■ Problem to work on ■
Every record below should be transcribed exactly. Omit the images.
>> START Excerpted records
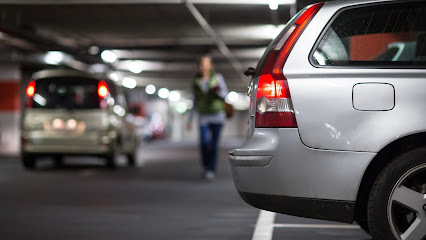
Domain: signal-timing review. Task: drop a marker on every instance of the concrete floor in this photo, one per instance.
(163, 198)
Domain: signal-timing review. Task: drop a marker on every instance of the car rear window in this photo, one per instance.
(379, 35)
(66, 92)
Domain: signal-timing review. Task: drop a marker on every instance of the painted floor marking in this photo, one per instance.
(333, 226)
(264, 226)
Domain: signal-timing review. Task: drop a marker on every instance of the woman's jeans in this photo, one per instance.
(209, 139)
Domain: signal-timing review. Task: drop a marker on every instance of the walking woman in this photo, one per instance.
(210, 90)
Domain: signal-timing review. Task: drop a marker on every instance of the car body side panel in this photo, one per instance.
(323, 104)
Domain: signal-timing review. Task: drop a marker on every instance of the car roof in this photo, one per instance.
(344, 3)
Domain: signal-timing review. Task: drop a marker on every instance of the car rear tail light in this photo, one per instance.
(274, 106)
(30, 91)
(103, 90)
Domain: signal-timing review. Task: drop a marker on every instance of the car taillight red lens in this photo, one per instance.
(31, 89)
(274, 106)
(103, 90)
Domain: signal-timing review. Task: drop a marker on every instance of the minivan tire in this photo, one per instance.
>> END Excerpted records
■ Task result ■
Domain: signal-timing review. Task: drop a marker on every instance of the concrete floor in this photo, one per instance.
(163, 198)
Domain: signal-timing review. Task: drop a marker on every instance of the car rear window in this photo, one per instance.
(379, 35)
(66, 92)
Domain: signal-timing review. Task: drop a marker on every instance of the painted floor marking in this photo, one per instance.
(333, 226)
(264, 226)
Domain: signal-timing review. Task: drop a marker on every instance of the woman's jeans in this photo, one per instance.
(209, 139)
Domain: signal-timing review. Task: drop a marker on every instance of the walking woman in this photo, one per instance.
(210, 90)
Domain: signal-timing review. Task: drop a marker on every instance of the car body side panel in this photo, one per instance.
(323, 104)
Domain: signal-timing review. Task: drop a marker on every instance of the car roof in this photo, one per instance.
(344, 3)
Domain: signal-timing review. Task: drop a marker on every instance of the car rear tail light in this photo, one per instance.
(274, 106)
(30, 91)
(103, 90)
Domain: signal-timing review. Task: drop a marker on every instance of the car taillight red lens in this photo, one per instance.
(31, 89)
(274, 106)
(103, 90)
Domain: signal-timing review. Task: drop a marker on every instance of the minivan tire in this photo, one per instance.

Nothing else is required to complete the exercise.